» Referring expression pointing data:
------------------------------

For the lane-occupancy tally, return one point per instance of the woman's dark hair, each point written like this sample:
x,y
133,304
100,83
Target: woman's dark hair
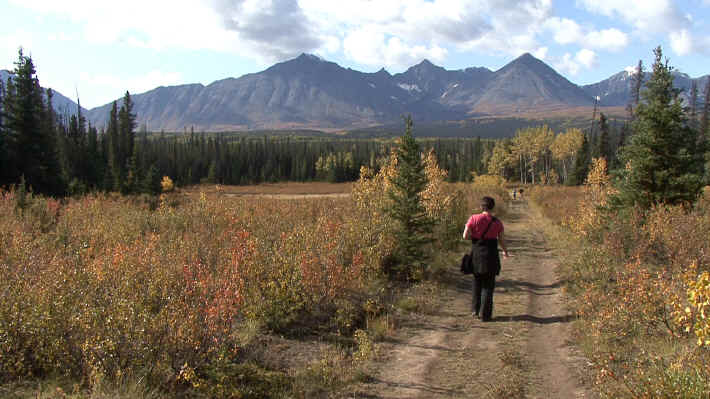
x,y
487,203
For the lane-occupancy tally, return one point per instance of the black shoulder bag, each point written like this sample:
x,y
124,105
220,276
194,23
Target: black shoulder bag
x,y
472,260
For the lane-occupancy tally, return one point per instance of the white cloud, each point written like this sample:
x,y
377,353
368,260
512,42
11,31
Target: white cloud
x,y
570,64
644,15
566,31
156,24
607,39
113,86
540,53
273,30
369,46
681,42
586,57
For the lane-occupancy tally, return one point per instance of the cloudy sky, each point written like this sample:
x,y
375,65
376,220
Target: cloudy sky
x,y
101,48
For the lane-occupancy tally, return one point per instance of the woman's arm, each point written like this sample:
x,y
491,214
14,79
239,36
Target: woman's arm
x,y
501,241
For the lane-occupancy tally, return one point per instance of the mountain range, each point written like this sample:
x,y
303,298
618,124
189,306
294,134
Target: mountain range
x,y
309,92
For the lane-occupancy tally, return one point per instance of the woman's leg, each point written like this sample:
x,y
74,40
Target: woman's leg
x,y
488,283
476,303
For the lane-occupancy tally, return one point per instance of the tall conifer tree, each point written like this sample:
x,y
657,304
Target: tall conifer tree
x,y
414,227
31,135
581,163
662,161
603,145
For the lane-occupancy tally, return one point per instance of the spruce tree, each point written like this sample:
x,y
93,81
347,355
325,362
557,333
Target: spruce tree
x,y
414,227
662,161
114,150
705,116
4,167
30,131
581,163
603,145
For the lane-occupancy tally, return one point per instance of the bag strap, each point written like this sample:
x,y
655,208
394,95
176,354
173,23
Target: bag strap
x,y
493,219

------------------------------

Pull out every line of the entries that includes the word "each".

For the lane-occupancy tally, return one point per instance of the woman's dark hair, each point written like this sample:
For the lane-occupancy tally, return one point per instance of the black shoulder bag, each point written like this sample:
For the lane-occupancy tally, return one point per instance of the white cloud, each point written like this sample:
For the lane-occupancy tally, return one point per instance of the cloudy sky, each point written like this sample:
For the lane-occupancy tally, return one point per instance of the woman's arm, each point written like this sample:
For the lane-occupancy tally, return one point per instance of the mountain range, each point written like this sample:
For the lane-occupancy tally, return one point per instance of the woman's leg, each point written like this sample:
For the lane-occupancy tally, return one point per instance of the tall conifer tree, each point written like this sample:
For the lane-occupancy tally, return one point per instance of the spruce tree, each point written like this sample:
For the lane-occupancy tally, return one point per instance of the bag strap, each point written like this sample:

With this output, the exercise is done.